というのも、もともと仲が悪く、性格も合わない。共通の話題もない。高校時代には大ゲンカをし、口を全くきかなかった。

大学生になり実家を出てからは、よけいに疎遠に。社会人になってからというものの、会うたびにズレを感じてしまい、あえて私からも連絡はとらずにいた。会ったときのエピソードを友人たちに話して笑い話にしているほどだった。

が、兄が結婚した。ただふたりは結婚式をしないそうなので、結婚祝いの品を贈ろうと思う。何にしようかな~とサイトを見ていたら、

両親からの一言が、私(の財布)を震わせた。

「お祝い金として、兄妹間では10万円準備しなさいね」


え??????????初耳にもほどがある。急いでネット記事や友人たちに聞きまわった。すると、家族間で色々な話が聞けた。

* **元データ**:
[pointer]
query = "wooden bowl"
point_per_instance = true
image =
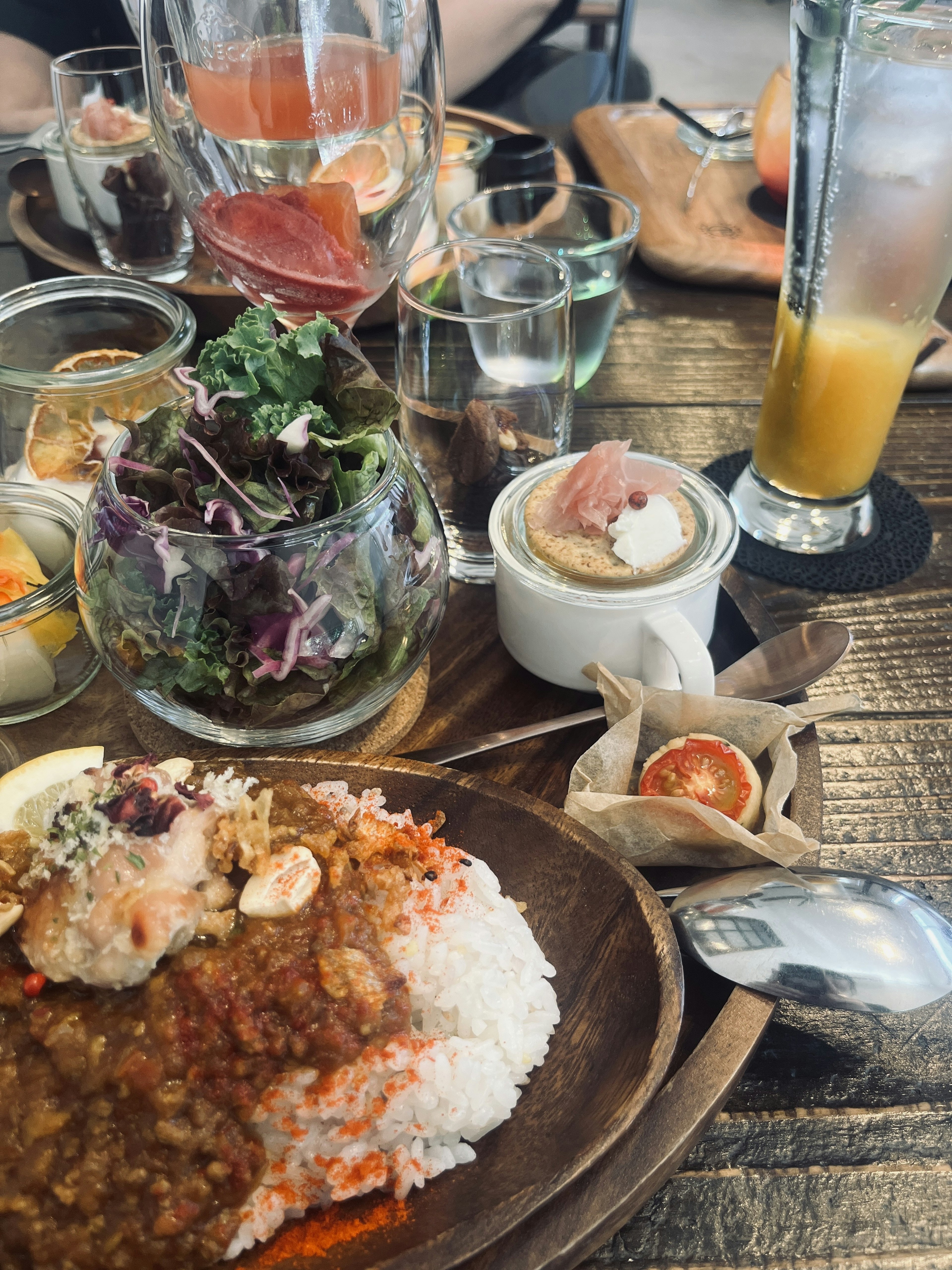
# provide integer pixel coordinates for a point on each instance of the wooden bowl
(620, 991)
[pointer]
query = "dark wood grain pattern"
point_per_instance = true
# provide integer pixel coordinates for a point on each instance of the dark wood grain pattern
(718, 239)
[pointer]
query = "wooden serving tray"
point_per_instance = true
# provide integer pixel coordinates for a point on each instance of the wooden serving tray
(720, 241)
(720, 1033)
(721, 1025)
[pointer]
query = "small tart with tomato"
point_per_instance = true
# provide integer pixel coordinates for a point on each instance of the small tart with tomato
(708, 770)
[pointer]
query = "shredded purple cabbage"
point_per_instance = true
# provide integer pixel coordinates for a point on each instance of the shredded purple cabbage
(204, 453)
(204, 404)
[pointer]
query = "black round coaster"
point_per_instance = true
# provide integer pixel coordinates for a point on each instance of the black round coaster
(900, 547)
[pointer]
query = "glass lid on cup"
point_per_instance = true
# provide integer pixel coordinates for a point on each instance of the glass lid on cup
(587, 564)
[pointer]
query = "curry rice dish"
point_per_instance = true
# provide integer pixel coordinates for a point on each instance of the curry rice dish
(257, 999)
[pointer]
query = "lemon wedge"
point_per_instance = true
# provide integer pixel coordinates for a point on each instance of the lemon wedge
(30, 791)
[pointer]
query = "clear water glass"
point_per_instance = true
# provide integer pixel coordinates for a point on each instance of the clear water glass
(485, 370)
(869, 257)
(592, 230)
(303, 140)
(131, 213)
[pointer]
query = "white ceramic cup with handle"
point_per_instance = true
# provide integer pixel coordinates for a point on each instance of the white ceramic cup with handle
(654, 628)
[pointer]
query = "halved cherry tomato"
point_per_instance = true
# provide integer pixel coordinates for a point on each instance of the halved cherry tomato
(706, 771)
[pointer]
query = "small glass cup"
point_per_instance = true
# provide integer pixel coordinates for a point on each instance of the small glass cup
(56, 425)
(68, 205)
(728, 149)
(465, 152)
(590, 229)
(484, 377)
(131, 211)
(46, 658)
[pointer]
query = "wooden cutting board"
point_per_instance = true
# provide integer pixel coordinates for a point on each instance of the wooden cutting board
(720, 241)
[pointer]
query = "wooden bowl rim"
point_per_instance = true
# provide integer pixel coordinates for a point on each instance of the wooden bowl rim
(473, 1235)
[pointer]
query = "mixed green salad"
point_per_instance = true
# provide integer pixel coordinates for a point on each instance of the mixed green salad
(284, 432)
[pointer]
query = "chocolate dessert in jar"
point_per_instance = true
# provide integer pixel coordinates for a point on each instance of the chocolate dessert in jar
(131, 213)
(612, 557)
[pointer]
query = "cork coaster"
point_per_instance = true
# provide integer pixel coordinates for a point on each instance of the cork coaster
(380, 734)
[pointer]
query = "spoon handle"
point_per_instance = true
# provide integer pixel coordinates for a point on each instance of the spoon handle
(508, 736)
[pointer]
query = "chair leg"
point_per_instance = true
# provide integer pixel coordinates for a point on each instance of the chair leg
(597, 36)
(626, 17)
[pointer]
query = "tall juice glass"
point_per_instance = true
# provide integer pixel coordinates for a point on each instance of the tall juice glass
(869, 256)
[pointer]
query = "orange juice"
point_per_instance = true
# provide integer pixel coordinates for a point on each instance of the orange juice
(828, 406)
(263, 92)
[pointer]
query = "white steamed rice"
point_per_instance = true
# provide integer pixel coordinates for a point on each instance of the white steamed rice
(483, 1013)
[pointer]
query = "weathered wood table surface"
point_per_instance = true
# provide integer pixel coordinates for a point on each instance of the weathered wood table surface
(837, 1147)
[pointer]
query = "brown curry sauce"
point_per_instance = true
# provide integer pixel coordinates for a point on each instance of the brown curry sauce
(124, 1115)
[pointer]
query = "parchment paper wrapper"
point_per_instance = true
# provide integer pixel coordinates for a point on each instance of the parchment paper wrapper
(677, 831)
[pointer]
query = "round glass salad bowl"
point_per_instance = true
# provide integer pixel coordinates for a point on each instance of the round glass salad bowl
(289, 638)
(301, 140)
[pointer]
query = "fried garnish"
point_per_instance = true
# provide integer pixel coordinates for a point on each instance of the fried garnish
(16, 858)
(298, 818)
(366, 836)
(245, 836)
(338, 867)
(220, 925)
(350, 973)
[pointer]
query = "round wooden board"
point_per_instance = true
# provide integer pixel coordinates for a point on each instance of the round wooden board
(721, 1030)
(620, 988)
(37, 226)
(378, 736)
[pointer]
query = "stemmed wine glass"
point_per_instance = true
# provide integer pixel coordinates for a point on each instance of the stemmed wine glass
(303, 139)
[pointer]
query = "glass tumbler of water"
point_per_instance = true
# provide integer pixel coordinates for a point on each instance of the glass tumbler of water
(485, 374)
(131, 213)
(591, 229)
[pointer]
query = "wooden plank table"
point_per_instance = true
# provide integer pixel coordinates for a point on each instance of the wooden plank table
(837, 1147)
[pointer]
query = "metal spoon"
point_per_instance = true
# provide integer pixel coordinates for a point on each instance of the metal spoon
(776, 668)
(839, 940)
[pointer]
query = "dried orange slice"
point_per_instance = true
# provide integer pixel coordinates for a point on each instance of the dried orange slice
(369, 171)
(68, 436)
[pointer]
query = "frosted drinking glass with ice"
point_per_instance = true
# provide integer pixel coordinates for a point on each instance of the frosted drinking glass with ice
(869, 257)
(591, 230)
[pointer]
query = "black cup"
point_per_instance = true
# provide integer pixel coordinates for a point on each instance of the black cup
(515, 160)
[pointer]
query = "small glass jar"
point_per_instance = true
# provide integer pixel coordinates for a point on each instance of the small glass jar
(64, 191)
(734, 152)
(267, 639)
(56, 425)
(465, 152)
(46, 658)
(653, 628)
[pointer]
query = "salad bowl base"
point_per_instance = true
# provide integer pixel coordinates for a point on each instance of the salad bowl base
(381, 734)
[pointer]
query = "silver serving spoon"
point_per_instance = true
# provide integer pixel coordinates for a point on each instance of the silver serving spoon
(839, 940)
(776, 668)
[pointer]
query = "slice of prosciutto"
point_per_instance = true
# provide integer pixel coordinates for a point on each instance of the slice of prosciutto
(598, 488)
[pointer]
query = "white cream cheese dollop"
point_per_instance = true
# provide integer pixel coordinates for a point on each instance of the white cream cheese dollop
(290, 879)
(647, 535)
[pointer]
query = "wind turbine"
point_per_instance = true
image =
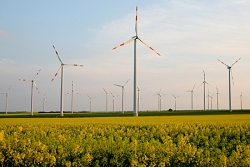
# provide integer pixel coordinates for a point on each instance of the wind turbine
(192, 93)
(229, 84)
(204, 83)
(134, 38)
(72, 97)
(32, 90)
(208, 96)
(159, 99)
(122, 86)
(7, 97)
(62, 81)
(241, 100)
(90, 102)
(106, 99)
(44, 101)
(113, 101)
(212, 101)
(175, 101)
(217, 95)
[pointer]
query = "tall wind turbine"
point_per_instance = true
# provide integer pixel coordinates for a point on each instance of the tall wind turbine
(113, 101)
(217, 97)
(212, 101)
(122, 86)
(134, 38)
(7, 97)
(90, 103)
(208, 96)
(192, 93)
(159, 99)
(229, 84)
(241, 100)
(175, 101)
(72, 97)
(62, 81)
(44, 101)
(106, 99)
(32, 90)
(204, 84)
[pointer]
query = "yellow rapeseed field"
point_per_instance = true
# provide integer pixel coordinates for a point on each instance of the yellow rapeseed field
(222, 140)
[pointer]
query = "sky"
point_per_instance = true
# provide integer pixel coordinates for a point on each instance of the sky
(190, 35)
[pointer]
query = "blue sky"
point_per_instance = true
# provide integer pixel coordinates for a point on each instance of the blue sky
(190, 35)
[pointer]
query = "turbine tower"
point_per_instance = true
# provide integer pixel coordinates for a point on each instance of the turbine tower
(32, 90)
(106, 99)
(7, 97)
(90, 103)
(241, 100)
(159, 99)
(229, 84)
(192, 101)
(135, 112)
(44, 101)
(72, 97)
(217, 97)
(204, 84)
(122, 86)
(113, 101)
(175, 101)
(62, 80)
(212, 101)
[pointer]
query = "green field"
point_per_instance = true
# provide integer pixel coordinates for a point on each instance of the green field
(97, 140)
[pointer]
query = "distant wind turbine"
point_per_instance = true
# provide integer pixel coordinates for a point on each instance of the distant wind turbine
(72, 97)
(138, 98)
(217, 95)
(7, 97)
(212, 101)
(175, 101)
(192, 93)
(44, 101)
(208, 96)
(122, 86)
(204, 84)
(135, 112)
(113, 101)
(159, 99)
(90, 103)
(229, 84)
(241, 100)
(32, 90)
(62, 80)
(106, 99)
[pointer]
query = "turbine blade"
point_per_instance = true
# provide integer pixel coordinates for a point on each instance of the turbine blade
(235, 62)
(73, 65)
(24, 80)
(57, 54)
(56, 73)
(223, 63)
(136, 19)
(133, 38)
(36, 75)
(149, 47)
(126, 82)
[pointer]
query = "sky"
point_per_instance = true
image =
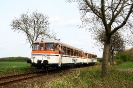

* **作業指示**:
**A)** 次の(i)〜(iii)の記述がページ抜粋の内容と合っているか判断してください。それぞれ「はい」か「いいえ」で答え、決め手となるページ抜粋の語句をそのまま引用してください。
(i) 高校時代に兄と大ゲンカをした。
(ii) 兄夫婦は結婚式を挙げる予定である。
(iii) 両親は、兄妹間のお祝い金として5万円を準備するよう言った。
**B)** ページ抜粋をもとに、次の問いに答えてください。
(i) 実家を出たのはいつですか。
(ii) 兄と会ったときのエピソードは、誰に話して笑い話にしていましたか。
(iii) 両親の一言を聞いたあと、急いで何に聞きまわりましたか。
項目はページ抜粋とは別の資料です。

* **練習問題の解答**:
**A)**
(i) はい。「高校時代には大ゲンカをし、口を全くきかなかった。」
(ii) いいえ。「ただふたりは結婚式をしないそうなので」
(iii) いいえ。「お祝い金として、兄妹間では10万円準備しなさいね」

**B)**
(i) 大学生になってから。
(ii) 友人たち。
(iii) ネット記事や友人たち。